_Instructions to follow_
If a line of the data below contains the string "left", copy it into your answer.

_Input data_
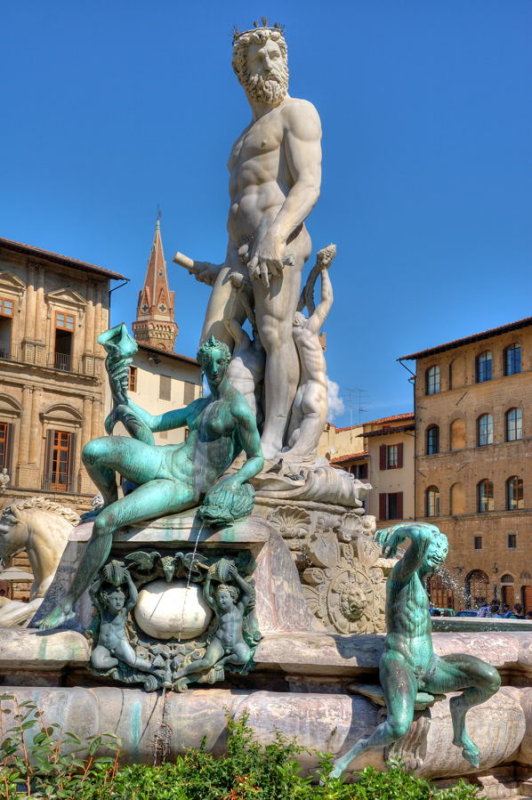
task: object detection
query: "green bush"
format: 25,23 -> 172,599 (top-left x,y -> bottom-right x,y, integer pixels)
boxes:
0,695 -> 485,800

...

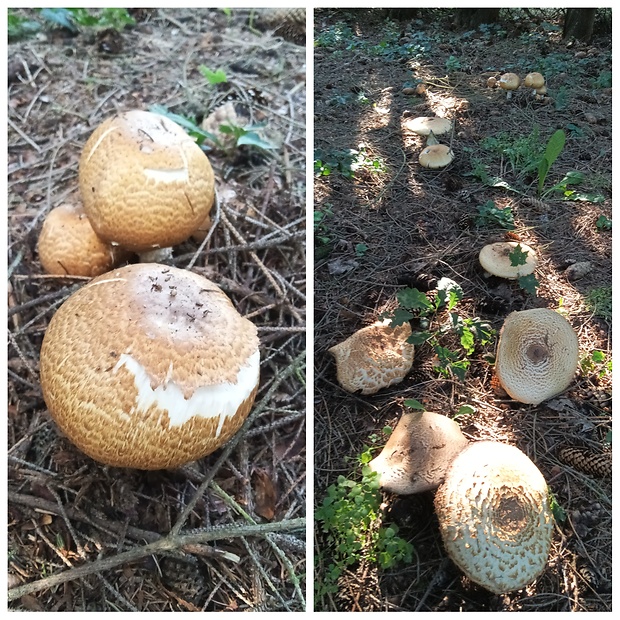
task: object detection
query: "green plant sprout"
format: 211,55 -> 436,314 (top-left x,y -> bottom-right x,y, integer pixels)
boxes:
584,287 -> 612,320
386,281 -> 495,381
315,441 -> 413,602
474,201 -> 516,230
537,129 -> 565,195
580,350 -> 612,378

--

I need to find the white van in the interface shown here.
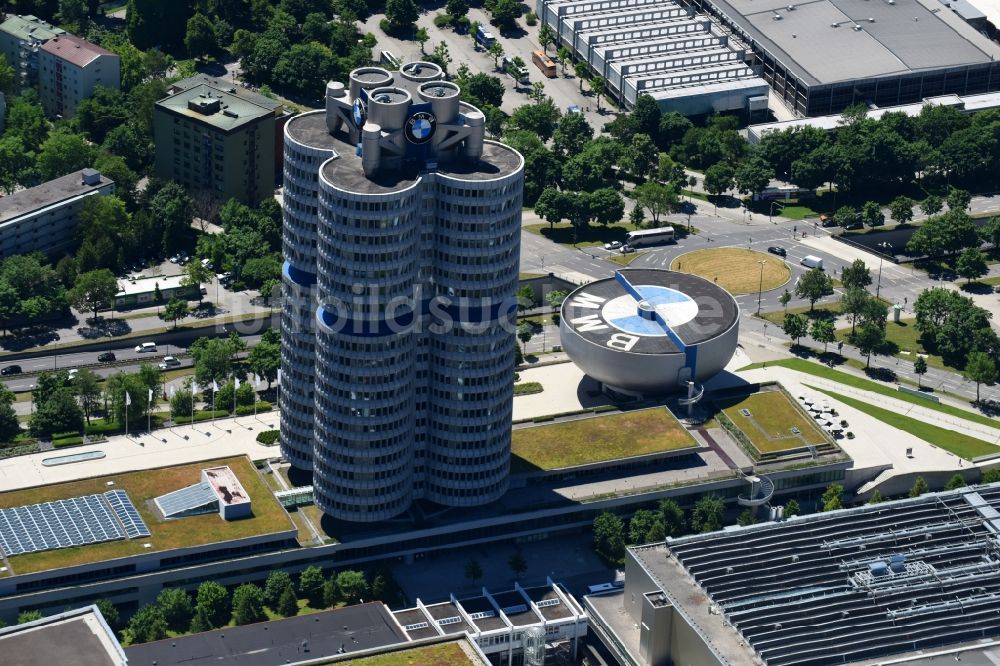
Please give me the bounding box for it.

_Answer_
format: 25,23 -> 172,599 (top-left x,y -> bottom-right x,y, integer pixels)
format: 211,55 -> 436,314 (top-left x,y -> bottom-right x,y, integer pixels)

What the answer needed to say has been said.